▸ Task prompt:
Quote the following passage on Rambachan's academic career in full, word for word.

Shri Rambachan seeks to confuse readers by over-emphasizing one aspect of his personal life – where he claims to have taken sannyasa and become qualified as an Acharya. But he wants to deflect attention away from his other side, which is what I have mentioned, and which is the one relevant here. That other side is his academic career and the way it has been intertwined with his links to Church groups and Western institutions engaged in religious matters. The mere fact that he evades these is itself troubling. What is he trying to hide? Upon examining this second side one realizes that his frequent and long drawn out references to his life as a Hindu in Trinidad and in Swamiji’s ashram serve as diversion tactics. It is important to bring out the other side as that is where his academic writings are located.
Had he done his PhD in a traditional Hindu institution, it would have been a different matter. But given that his PhD advisor for many years and the most influential mentor in setting up his academic career is a well-known Christian theologian, he cannot simply hide that under the rug as he tries to do. I am referring to Ursula King, in UK.

▸ Material provided:
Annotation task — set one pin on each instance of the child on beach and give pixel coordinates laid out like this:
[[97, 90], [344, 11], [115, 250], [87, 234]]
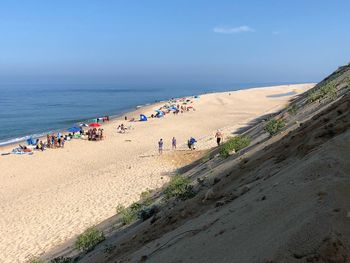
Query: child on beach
[[173, 143], [160, 146], [219, 137]]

▸ Exercise result:
Shri Rambachan seeks to confuse readers by over-emphasizing one aspect of his personal life – where he claims to have taken sannyasa and become qualified as an Acharya. But he wants to deflect attention away from his other side, which is what I have mentioned, and which is the one relevant here. That other side is his academic career and the way it has been intertwined with his links to Church groups and Western institutions engaged in religious matters. The mere fact that he evades these is itself troubling. What is he trying to hide? Upon examining this second side one realizes that his frequent and long drawn out references to his life as a Hindu in Trinidad and in Swamiji’s ashram serve as diversion tactics. It is important to bring out the other side as that is where his academic writings are located.
Had he done his PhD in a traditional Hindu institution, it would have been a different matter. But given that his PhD advisor for many years and the most influential mentor in setting up his academic career is a well-known Christian theologian, he cannot simply hide that under the rug as he tries to do. I am referring to Ursula King, in UK.